■ Stated goal a
Answer these questions on the forum thread about removing a word in R, one per line, marking each answer as the question is marked:
(i) Which language code is passed to get_stopwords?
(ii) Which word is the most common in the word count after stop words are removed?
(iii) Which file name is given to read.csv?

■ Text block
========

How to remove a word from a dataset in R? NLP

Question

How to remove a word from a dataset in R? NLP

111 Views Asked by philosophy At 31 August 2023 at 21:58

I'm very new in this world of programming.

Ok so I am making an analysis of a text in R. I am using this to get rid of stop words:

kant_palavras <- kant_palavras %>% anti_join(get_stopwords(language = 'pt'))

BUT after, in the counting of words, the most common is "no". This is not useful for my analysis and I want to remove it, but I do not know how to do it.

I tried

kant_palavras <- kant_palavras %>% anti_join("no")

and

palavras_a_remover <- c("no") 

kant_palavras <- kant_palavras %>% anti_join(data.frame(palavra = palavras_a_remover))

and

palavras_a_remover <- c("no")

kant_palavras <- kant_palavras %>% 
  filter(!palavra %in% palavras_a_remover)

neither worked to get rid of that no!

--

full code before (all works):

dados_kant <- read.csv("kant2.csv")

dados_kant2 <- as_tibble(dados_kant)

Encoding(dados_kant2$texto.do.kant) <- "ASCII"

for (i in 1:nrow(dados_kant2))

========

■ Source data

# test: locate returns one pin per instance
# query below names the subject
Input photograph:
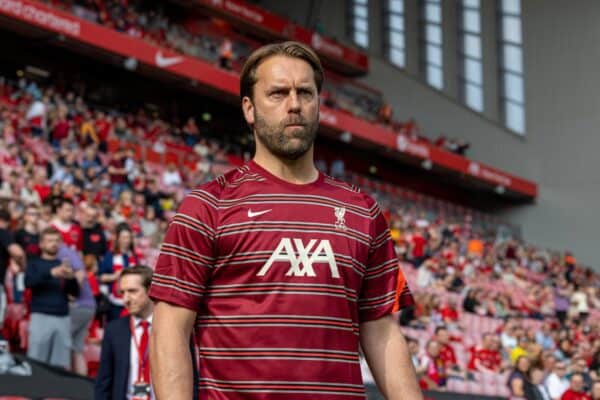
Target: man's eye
(306, 93)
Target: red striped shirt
(281, 276)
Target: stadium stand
(496, 296)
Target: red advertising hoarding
(226, 82)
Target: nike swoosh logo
(256, 214)
(165, 62)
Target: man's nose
(293, 102)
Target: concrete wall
(559, 150)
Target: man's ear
(248, 109)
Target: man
(118, 173)
(544, 338)
(94, 239)
(536, 390)
(9, 250)
(447, 354)
(486, 357)
(63, 222)
(51, 282)
(282, 268)
(557, 382)
(124, 369)
(82, 311)
(579, 366)
(28, 237)
(431, 368)
(576, 390)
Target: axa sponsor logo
(165, 62)
(474, 169)
(301, 257)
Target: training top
(280, 276)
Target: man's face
(285, 109)
(560, 369)
(88, 216)
(577, 383)
(65, 212)
(49, 244)
(32, 215)
(413, 347)
(135, 296)
(433, 349)
(442, 336)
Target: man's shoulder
(116, 326)
(216, 189)
(350, 193)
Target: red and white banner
(33, 13)
(280, 27)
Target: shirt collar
(138, 320)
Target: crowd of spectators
(90, 213)
(75, 210)
(546, 336)
(211, 40)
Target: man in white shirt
(124, 368)
(557, 382)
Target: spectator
(431, 368)
(28, 193)
(447, 354)
(596, 390)
(579, 366)
(81, 311)
(124, 369)
(94, 239)
(171, 176)
(561, 300)
(486, 357)
(9, 190)
(413, 348)
(29, 239)
(226, 54)
(70, 231)
(521, 350)
(544, 338)
(9, 251)
(537, 390)
(36, 116)
(149, 224)
(418, 245)
(564, 350)
(576, 390)
(426, 275)
(28, 235)
(580, 301)
(557, 382)
(595, 365)
(122, 256)
(52, 282)
(118, 173)
(191, 133)
(508, 337)
(518, 380)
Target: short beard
(278, 143)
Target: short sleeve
(187, 255)
(384, 288)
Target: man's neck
(47, 256)
(299, 171)
(145, 313)
(30, 228)
(59, 222)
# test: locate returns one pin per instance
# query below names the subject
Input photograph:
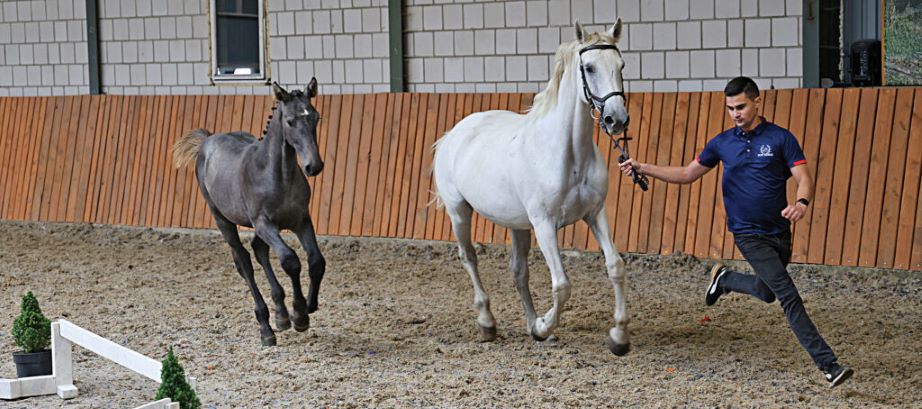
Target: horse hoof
(282, 324)
(302, 323)
(615, 348)
(487, 334)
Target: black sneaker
(714, 291)
(836, 374)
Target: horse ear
(311, 88)
(580, 32)
(615, 30)
(279, 92)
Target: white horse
(541, 171)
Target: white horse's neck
(569, 125)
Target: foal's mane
(546, 100)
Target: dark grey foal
(259, 184)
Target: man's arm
(670, 174)
(795, 211)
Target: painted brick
(629, 10)
(728, 63)
(772, 62)
(652, 65)
(701, 9)
(689, 35)
(473, 15)
(758, 33)
(677, 64)
(714, 34)
(784, 31)
(676, 9)
(702, 64)
(664, 36)
(727, 8)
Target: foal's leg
(261, 250)
(521, 243)
(618, 339)
(460, 215)
(245, 268)
(546, 233)
(316, 264)
(292, 266)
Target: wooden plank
(659, 189)
(820, 204)
(352, 163)
(361, 185)
(841, 180)
(675, 158)
(858, 186)
(893, 187)
(425, 177)
(811, 146)
(331, 159)
(910, 198)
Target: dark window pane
(238, 44)
(250, 7)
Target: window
(238, 40)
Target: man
(758, 158)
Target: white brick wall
(450, 45)
(669, 45)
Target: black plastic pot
(32, 363)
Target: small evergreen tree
(31, 330)
(174, 386)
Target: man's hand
(629, 165)
(794, 212)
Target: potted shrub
(174, 386)
(32, 333)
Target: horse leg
(316, 264)
(261, 251)
(521, 243)
(245, 268)
(292, 266)
(618, 339)
(546, 233)
(461, 224)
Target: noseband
(596, 102)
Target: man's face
(743, 110)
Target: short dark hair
(740, 85)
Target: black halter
(597, 102)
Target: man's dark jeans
(769, 256)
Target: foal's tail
(186, 148)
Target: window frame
(263, 76)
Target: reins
(598, 104)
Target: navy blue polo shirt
(757, 165)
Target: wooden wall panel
(107, 159)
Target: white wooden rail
(61, 382)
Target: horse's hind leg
(292, 266)
(316, 264)
(618, 339)
(521, 244)
(261, 251)
(245, 268)
(460, 215)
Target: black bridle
(598, 104)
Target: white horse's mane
(546, 100)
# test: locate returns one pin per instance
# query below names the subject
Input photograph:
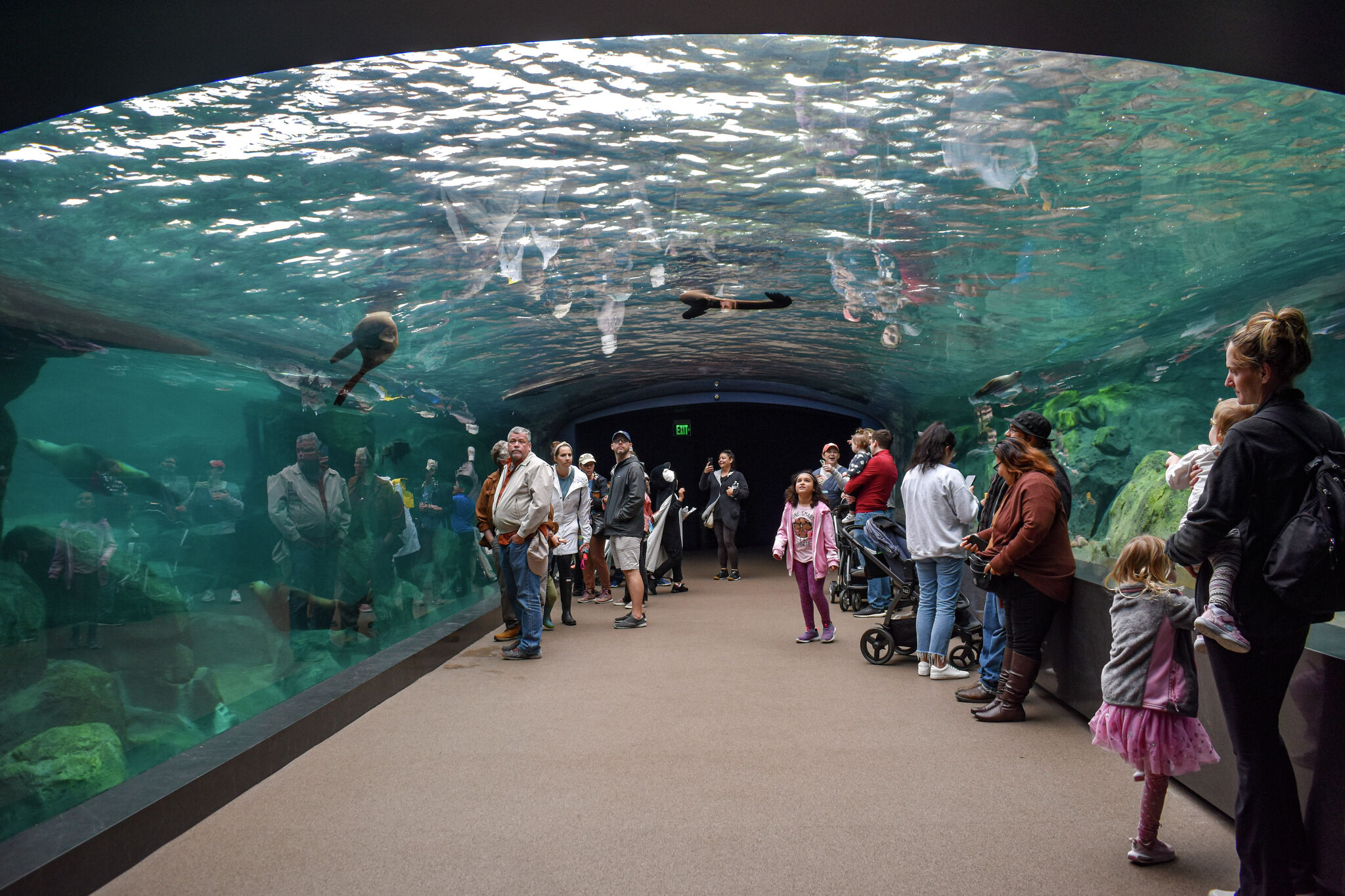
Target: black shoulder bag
(1304, 567)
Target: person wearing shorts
(625, 524)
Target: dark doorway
(771, 442)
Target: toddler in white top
(1191, 471)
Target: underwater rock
(58, 769)
(1111, 440)
(1145, 505)
(155, 736)
(194, 698)
(69, 694)
(1093, 412)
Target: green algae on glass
(1078, 233)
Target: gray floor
(704, 754)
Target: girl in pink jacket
(806, 542)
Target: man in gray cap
(1034, 430)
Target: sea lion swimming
(703, 301)
(998, 385)
(376, 337)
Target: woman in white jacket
(573, 526)
(940, 509)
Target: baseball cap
(1032, 423)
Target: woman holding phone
(728, 488)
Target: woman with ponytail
(1261, 479)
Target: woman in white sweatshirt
(940, 509)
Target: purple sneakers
(1219, 624)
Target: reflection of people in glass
(84, 550)
(214, 508)
(433, 509)
(377, 519)
(310, 507)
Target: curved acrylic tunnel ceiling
(940, 214)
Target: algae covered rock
(1111, 440)
(55, 770)
(1145, 505)
(69, 694)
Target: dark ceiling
(64, 55)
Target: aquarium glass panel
(920, 230)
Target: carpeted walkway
(704, 754)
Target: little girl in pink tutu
(1149, 687)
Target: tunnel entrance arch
(772, 438)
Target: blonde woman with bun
(1261, 479)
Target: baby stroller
(896, 633)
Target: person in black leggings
(1032, 568)
(728, 488)
(1261, 479)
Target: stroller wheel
(876, 645)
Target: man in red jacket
(871, 489)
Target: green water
(942, 215)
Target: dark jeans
(1269, 824)
(509, 616)
(726, 539)
(1026, 616)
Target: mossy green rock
(1145, 505)
(69, 694)
(1111, 440)
(58, 769)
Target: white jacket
(1178, 473)
(573, 521)
(523, 503)
(940, 509)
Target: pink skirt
(1152, 740)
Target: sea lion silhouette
(376, 337)
(1000, 385)
(703, 301)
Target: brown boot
(1019, 683)
(1005, 664)
(975, 694)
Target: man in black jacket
(625, 524)
(1034, 430)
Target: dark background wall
(771, 444)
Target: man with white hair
(310, 505)
(522, 504)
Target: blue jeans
(939, 581)
(525, 589)
(993, 648)
(880, 590)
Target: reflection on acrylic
(962, 233)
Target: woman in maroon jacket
(1032, 568)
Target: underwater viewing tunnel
(965, 233)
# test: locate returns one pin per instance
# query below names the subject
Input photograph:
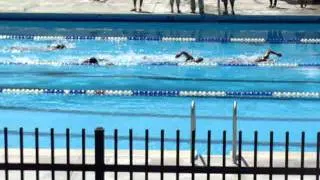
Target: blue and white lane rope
(205, 64)
(164, 38)
(161, 93)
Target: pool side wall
(156, 18)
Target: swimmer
(48, 48)
(95, 61)
(189, 57)
(266, 57)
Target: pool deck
(138, 158)
(243, 7)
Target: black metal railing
(99, 167)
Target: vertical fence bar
(286, 155)
(218, 7)
(68, 151)
(6, 152)
(224, 149)
(318, 154)
(162, 154)
(193, 149)
(52, 152)
(193, 126)
(147, 154)
(99, 153)
(271, 155)
(302, 152)
(255, 155)
(209, 153)
(83, 139)
(116, 153)
(131, 152)
(21, 152)
(177, 154)
(240, 155)
(234, 131)
(37, 152)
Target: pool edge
(157, 18)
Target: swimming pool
(159, 88)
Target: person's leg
(178, 6)
(134, 5)
(225, 3)
(275, 53)
(171, 4)
(141, 2)
(270, 5)
(201, 6)
(232, 6)
(193, 6)
(274, 3)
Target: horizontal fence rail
(207, 168)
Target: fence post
(193, 128)
(234, 132)
(218, 7)
(99, 153)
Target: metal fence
(99, 167)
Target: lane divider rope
(165, 38)
(161, 93)
(205, 64)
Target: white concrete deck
(243, 7)
(60, 157)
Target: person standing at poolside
(274, 3)
(178, 5)
(303, 3)
(200, 4)
(225, 3)
(135, 5)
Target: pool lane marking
(170, 93)
(165, 39)
(205, 64)
(156, 115)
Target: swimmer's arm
(186, 55)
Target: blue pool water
(156, 113)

========

■ Stated goal b
Rewrite the rows from the line holding "Target: baseball cap" through the line holding "(1219, 624)", inclusive, substituting "person" for every "woman" and leaving everything else unchanged.

■ Finished answer a
(i) 'pt'
(ii) "no"
(iii) "kant2.csv"

■ Finished answer b
Target: baseball cap
(1032, 423)
Target: person holding phone
(728, 488)
Target: person with ponytail
(1261, 479)
Target: person in white sweatshirt
(940, 509)
Target: purple sneakers
(1219, 624)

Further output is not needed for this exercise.